Task objective: Which lines of the entries contain the string "oval"? Please find them and copy them.

Records for this task:
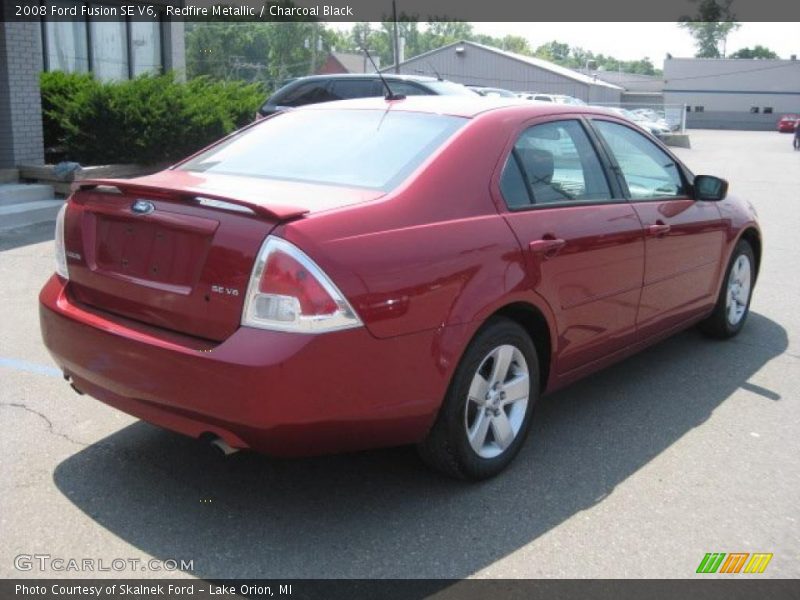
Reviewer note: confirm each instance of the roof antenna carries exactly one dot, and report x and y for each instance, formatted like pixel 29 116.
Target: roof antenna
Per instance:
pixel 390 95
pixel 430 64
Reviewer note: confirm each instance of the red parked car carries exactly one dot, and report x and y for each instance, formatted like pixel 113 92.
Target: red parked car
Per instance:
pixel 788 123
pixel 372 273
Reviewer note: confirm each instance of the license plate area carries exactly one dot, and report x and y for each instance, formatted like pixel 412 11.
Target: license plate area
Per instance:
pixel 148 252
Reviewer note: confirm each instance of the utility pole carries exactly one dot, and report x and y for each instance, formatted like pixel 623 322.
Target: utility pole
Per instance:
pixel 396 38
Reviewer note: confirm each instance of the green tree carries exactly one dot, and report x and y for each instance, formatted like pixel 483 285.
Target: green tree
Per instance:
pixel 711 27
pixel 757 51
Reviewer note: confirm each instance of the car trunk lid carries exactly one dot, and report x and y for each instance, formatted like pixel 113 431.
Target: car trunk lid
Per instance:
pixel 177 251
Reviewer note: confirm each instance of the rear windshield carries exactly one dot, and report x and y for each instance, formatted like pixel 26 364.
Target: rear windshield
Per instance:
pixel 448 88
pixel 361 148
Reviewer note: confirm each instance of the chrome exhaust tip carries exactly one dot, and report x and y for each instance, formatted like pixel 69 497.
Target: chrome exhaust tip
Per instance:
pixel 223 447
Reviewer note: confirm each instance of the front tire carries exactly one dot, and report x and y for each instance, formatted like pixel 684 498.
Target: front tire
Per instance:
pixel 733 303
pixel 487 411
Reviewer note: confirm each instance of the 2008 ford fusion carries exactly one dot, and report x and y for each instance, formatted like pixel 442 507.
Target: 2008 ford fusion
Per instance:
pixel 381 272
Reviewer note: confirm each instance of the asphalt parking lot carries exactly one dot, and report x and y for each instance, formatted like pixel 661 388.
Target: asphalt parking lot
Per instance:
pixel 638 471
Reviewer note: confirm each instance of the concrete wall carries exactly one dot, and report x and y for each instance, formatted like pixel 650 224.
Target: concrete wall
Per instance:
pixel 21 138
pixel 175 48
pixel 732 120
pixel 727 89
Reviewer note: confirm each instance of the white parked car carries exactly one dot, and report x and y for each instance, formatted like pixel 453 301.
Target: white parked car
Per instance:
pixel 655 127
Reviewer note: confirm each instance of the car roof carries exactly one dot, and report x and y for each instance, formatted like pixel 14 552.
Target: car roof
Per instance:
pixel 458 106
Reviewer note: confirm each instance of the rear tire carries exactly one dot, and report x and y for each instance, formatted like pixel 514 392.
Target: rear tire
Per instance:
pixel 733 303
pixel 487 411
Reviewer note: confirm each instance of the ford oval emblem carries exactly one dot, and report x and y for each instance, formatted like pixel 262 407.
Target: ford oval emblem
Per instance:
pixel 142 207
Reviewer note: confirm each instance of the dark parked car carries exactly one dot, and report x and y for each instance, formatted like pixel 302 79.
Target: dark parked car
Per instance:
pixel 326 88
pixel 379 282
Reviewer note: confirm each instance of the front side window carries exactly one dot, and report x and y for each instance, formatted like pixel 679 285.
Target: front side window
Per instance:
pixel 145 47
pixel 553 163
pixel 649 172
pixel 374 149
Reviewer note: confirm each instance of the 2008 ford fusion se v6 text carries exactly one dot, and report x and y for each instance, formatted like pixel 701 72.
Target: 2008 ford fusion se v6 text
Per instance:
pixel 380 272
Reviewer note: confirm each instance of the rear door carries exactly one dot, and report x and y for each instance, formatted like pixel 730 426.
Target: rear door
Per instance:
pixel 684 237
pixel 584 242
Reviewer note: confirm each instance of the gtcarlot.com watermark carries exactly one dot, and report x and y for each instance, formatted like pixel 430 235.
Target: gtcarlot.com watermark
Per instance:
pixel 47 563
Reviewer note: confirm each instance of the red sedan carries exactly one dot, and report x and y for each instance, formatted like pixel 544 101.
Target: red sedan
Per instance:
pixel 788 123
pixel 371 273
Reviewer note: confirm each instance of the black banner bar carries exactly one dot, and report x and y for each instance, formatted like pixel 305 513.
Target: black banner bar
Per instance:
pixel 735 588
pixel 377 10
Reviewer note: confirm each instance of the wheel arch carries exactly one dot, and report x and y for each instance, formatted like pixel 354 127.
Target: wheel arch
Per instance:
pixel 752 236
pixel 530 318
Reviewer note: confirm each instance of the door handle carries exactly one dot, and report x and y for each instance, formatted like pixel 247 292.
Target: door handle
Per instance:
pixel 548 248
pixel 659 229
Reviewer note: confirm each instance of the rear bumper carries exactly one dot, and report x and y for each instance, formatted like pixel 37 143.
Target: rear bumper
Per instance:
pixel 279 393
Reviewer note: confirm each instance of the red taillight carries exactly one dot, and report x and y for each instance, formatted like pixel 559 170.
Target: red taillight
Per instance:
pixel 284 276
pixel 289 292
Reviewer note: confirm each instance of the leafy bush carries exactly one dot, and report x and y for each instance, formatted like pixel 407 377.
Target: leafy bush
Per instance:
pixel 147 120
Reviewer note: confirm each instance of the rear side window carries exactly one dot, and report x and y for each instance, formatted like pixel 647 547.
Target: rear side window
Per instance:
pixel 344 89
pixel 553 163
pixel 306 93
pixel 358 148
pixel 649 172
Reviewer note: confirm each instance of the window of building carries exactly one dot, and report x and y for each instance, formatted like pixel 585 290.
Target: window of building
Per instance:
pixel 145 47
pixel 112 50
pixel 66 44
pixel 109 49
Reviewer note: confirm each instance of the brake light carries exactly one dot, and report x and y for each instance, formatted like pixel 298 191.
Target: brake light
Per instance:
pixel 289 292
pixel 61 251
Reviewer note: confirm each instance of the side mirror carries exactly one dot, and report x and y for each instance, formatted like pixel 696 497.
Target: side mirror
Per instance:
pixel 708 187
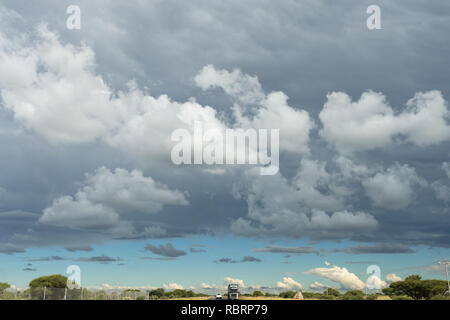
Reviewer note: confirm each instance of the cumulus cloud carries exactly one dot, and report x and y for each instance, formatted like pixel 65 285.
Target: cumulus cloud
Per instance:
pixel 384 248
pixel 392 277
pixel 10 248
pixel 289 284
pixel 446 168
pixel 275 207
pixel 371 123
pixel 342 276
pixel 167 250
pixel 317 286
pixel 244 259
pixel 78 248
pixel 442 192
pixel 107 200
pixel 172 286
pixel 229 280
pixel 53 90
pixel 394 188
pixel 269 112
pixel 280 249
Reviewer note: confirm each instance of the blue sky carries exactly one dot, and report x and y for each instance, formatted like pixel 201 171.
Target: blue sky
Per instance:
pixel 88 117
pixel 203 267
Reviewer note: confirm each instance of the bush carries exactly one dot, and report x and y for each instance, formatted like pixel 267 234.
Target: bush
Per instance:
pixel 257 293
pixel 287 294
pixel 401 298
pixel 441 297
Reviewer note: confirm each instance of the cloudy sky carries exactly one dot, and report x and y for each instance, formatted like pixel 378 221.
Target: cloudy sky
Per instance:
pixel 86 118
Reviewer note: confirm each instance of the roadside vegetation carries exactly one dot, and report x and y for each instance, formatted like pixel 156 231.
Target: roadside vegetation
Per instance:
pixel 54 287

Written solution:
Reviewer note: confirm each instance of the ford oval emblem carries exactly one dot, and report x and y for each instance, formatted like pixel 262 407.
Target: ford oval emblem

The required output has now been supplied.